**Work task:**
Write out the material in full, matching each line exactly.

---------------

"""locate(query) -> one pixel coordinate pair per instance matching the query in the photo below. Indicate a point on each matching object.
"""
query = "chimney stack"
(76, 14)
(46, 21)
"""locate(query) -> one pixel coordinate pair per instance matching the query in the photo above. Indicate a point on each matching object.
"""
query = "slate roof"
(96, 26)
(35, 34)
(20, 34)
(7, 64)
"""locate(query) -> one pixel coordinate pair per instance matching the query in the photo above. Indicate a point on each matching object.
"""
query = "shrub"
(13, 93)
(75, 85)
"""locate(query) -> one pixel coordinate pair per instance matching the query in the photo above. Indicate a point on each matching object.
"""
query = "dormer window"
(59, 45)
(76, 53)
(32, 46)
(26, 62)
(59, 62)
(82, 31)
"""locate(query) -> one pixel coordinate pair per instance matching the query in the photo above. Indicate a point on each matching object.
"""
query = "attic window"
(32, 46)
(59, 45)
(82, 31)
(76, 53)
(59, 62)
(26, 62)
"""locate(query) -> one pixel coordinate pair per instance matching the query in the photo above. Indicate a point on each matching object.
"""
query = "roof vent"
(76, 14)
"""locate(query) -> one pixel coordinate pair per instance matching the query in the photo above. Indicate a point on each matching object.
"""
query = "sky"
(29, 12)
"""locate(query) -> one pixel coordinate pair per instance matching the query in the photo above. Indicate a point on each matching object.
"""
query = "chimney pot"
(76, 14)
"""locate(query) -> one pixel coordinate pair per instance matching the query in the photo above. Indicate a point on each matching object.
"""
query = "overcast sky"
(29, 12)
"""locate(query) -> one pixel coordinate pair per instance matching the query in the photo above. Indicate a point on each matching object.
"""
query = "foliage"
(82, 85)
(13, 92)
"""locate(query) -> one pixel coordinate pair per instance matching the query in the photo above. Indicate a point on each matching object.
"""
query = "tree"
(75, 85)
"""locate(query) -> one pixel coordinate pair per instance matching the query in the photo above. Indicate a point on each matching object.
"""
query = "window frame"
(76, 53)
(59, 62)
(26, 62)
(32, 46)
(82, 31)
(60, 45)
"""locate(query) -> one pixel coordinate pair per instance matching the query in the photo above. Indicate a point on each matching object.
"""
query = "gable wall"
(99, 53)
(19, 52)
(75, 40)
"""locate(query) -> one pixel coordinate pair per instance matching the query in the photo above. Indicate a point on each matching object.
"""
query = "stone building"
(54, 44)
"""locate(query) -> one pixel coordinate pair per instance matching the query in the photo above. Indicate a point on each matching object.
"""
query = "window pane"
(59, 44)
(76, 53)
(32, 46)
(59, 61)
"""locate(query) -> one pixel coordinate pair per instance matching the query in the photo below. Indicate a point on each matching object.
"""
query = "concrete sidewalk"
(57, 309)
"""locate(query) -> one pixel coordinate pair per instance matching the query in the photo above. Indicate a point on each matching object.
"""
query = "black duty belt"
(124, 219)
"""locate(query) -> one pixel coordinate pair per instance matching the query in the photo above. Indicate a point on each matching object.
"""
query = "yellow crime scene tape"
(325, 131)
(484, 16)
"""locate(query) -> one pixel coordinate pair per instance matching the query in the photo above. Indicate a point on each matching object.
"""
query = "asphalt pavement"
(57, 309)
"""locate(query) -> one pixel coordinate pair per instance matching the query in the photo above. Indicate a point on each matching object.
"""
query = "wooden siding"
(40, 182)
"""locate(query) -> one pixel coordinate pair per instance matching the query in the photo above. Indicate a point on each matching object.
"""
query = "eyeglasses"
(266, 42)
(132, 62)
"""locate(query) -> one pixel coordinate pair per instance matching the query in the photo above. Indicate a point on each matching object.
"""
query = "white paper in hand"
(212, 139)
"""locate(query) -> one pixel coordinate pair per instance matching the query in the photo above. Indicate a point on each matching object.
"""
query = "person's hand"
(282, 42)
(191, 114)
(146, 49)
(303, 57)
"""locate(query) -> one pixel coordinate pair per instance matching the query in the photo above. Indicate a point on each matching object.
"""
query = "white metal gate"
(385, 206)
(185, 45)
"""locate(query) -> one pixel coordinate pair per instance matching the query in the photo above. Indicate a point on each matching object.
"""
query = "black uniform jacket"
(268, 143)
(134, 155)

---------------

**Solved exercise:**
"""locate(query) -> one pixel coordinate pair per instance matching the query in the photo below. Indicate a point on each matching object.
"""
query = "chimney stack"
(76, 14)
(46, 21)
"""locate(query) -> one pixel coordinate pair per instance matching the query in the photo above. Indicate a point on each matching object.
"""
query = "slate roof"
(96, 26)
(35, 34)
(20, 34)
(7, 64)
"""locate(query) -> one pixel coordinate pair per instance matching the query in the photo above. Indicate a point on each matching object.
"""
query = "shrub"
(13, 93)
(75, 85)
"""locate(query) -> one pixel coordinate pair per instance matching the query in the photo above. Indicate a point on each matching object.
"""
query = "dormer window"
(59, 45)
(76, 53)
(32, 46)
(26, 62)
(59, 62)
(82, 31)
"""locate(query) -> one pixel coordinate pair per instance matching the query in the photo above. Indicate a point on each matching object.
"""
query = "attic window"
(32, 46)
(59, 45)
(82, 31)
(76, 53)
(59, 62)
(26, 62)
"""locate(query) -> one pixel coordinate pair per instance matching the query in the photo above. Indicate a point on each matching object.
"""
query = "roof vent"
(76, 14)
"""locate(query) -> one pixel coordinate pair per instance matching the query in the photo above. Indicate a point on each matching object.
"""
query = "sky"
(29, 12)
"""locate(query) -> one pixel coordinate pair per instance matching the query in the photo above. Indicate a point on each matching object.
"""
query = "chimney pot"
(76, 14)
"""locate(query) -> one pixel coordinate pair per instance matching the query in the photo above. Indicate a point on each matching object.
"""
query = "overcast sky"
(29, 12)
"""locate(query) -> one pixel coordinate pair per instance matching the query in the photo above. Indicate a point on each matching object.
"""
query = "foliage"
(82, 85)
(13, 92)
"""locate(query) -> one pixel coordinate pair per instance matching the query in the photo above. Indicate a point on each matching object.
"""
query = "tree"
(75, 85)
"""locate(query) -> one pixel coordinate pair per instance matching the query in the photo above. Indicate a point on each matching object.
"""
query = "window frame"
(76, 53)
(59, 62)
(26, 62)
(32, 46)
(82, 31)
(60, 45)
"""locate(query) -> one pixel coordinate pair per instance matching the query in the photo above. Indicate a point on each matching object.
"""
query = "gable wall"
(99, 53)
(19, 52)
(75, 40)
"""locate(query) -> one pixel coordinate pair per instance matching the query in the photo above. Indicate a point on each matching object.
"""
query = "stone building"
(54, 44)
"""locate(query) -> one pixel coordinate pair per instance matching the query in the photo above. Indicate a point on each matching object.
"""
query = "window pane"
(59, 44)
(76, 53)
(32, 46)
(59, 61)
"""locate(query) -> one pixel coordinate pair per instance matching the query in the photo below. Indicate a point on each matching object.
"""
query = "concrete sidewalk"
(57, 309)
"""locate(query) -> one pixel coordinate pair per instance matching the query in the photo above. Indicate a point on each matching object.
"""
query = "black duty belt"
(124, 219)
"""locate(query) -> one pixel coordinate pair per instance matching the query in the photo above. Indicate a point on each matching object.
"""
query = "yellow crime scene tape"
(325, 131)
(484, 16)
"""locate(query) -> one pixel coordinate pair per instance matching the query in the photo above. Indicate a point on each matching object.
"""
query = "asphalt pavement"
(57, 309)
"""locate(query) -> one pixel coordinate pair per instance matching the query in the photo above. Indicate a point on each matching object.
"""
query = "wooden siding"
(40, 182)
"""locate(query) -> one pixel coordinate pair per instance matching the query in the photo above. Indicate a point on each matching object.
"""
query = "eyeglasses"
(266, 42)
(132, 62)
"""locate(query) -> one pixel coordinate pair per instance matching the query in the photo above. Indicate a point on each matching object.
"""
query = "white paper in hand"
(212, 139)
"""locate(query) -> one pixel coordinate pair per instance matching the query in the photo above. Indicate a point on each matching object.
"""
query = "person's hand"
(282, 42)
(191, 114)
(146, 49)
(303, 57)
"""locate(query) -> one pixel coordinate pair per instance matching the query in the photo above. Indicate a point on each matching object.
"""
query = "white metal gate"
(385, 206)
(185, 45)
"""locate(query) -> one pixel coordinate pair per instance matching the query in the photo above. Indicate a point on each matching object.
"""
query = "black uniform jacket"
(268, 143)
(134, 155)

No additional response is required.